→ **Text**:

BEGIN

Between 2014 and 2016 alone, the Saudi-instigated oil price war cost OPEC member states lost a collective US$450 billion in oil revenues from the lower price environment, according to the IEA. Saudi Arabia itself moved from a budget surplus to a then-record high deficit in 2015 of US$98 billion and spent at least US$250 billion of its foreign exchange reserves over that have gone forever. Even before the 2020 oil price war was launched, Saudi Arabia was facing sizeable budget deficits every year until at least 2028.
Moreover, there is no sign whatsoever of any change any time soon to the massive supply overhang that began in earnest with the Saudi-led crude oil overproduction at the same time as the faster spread of COVID-19.
According to figures from the end of September from various data analytics companies, Saudi Arabia’s domestic crude oil stockpiles have climbed to the highest since the effects of the COVID-19 outbreak were most deeply felt on the oil market’s supply-demand balance in April. Specifically, according to data analytics firm Kpler, Saudi Arabia’s crude stockpiles were 78 million barrels as of 23 September, the highest since the end of April, with an uncertain demand outlook from Saudi’s key target market of Asia still weighing on pricing.
This is not likely to improve in the coming weeks as, despite the reduction in Saudi’s official selling prices (OSPs) for Asia for September and October deliveries, refiners continue to struggle with suppressed oil products’ margins. To add to this negative factor, a large proportion of refineries in Asia have term contracts for up to 80 per cent (or even higher) of the oil they take in and local traders report that many of them are not even using this volume on their current run rates.
With very little new money added into Saudi Arabia’s finances from the internationally-shunned Aramco IPO, oil demand still low due to COVID-19 but supply still high after the latest oil price war, and foreign exchange reserves drawing closer to the minimum level needed to ensure the survival of the economically-crucial SAR-US$ currency peg, Saudi has little choice but to start contemplating ‘selling the family silver’, metaphorically speaking. According to various news reports, Saudi Aramco is currently in talks with global fund manager, BlackRock, and other international investment firms, to sell a stake in a core part of its oil infrastructure – its pipeline business – for around US$10 billion.

END

→ **Tasks to perform**:
A - In the text on Saudi oil finances, how large were Saudi Arabia's crude stockpiles as of 23 September, according to Kpler?
B - In the text on Saudi oil finances, write out everything from "Between 2014 and" down to "spread of COVID-19.", putting "oversupply" in place of "overproduction".

→ **Given information**:

BEGIN

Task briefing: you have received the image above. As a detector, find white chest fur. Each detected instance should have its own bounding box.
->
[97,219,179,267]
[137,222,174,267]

END

→ **Responses in order**:
A - 78 million barrels

B -
Between 2014 and 2016 alone, the Saudi-instigated oil price war cost OPEC member states lost a collective US$450 billion in oil revenues from the lower price environment, according to the IEA. Saudi Arabia itself moved from a budget surplus to a then-record high deficit in 2015 of US$98 billion and spent at least US$250 billion of its foreign exchange reserves over that have gone forever. Even before the 2020 oil price war was launched, Saudi Arabia was facing sizeable budget deficits every year until at least 2028.
Moreover, there is no sign whatsoever of any change any time soon to the massive supply overhang that began in earnest with the Saudi-led crude oil oversupply at the same time as the faster spread of COVID-19.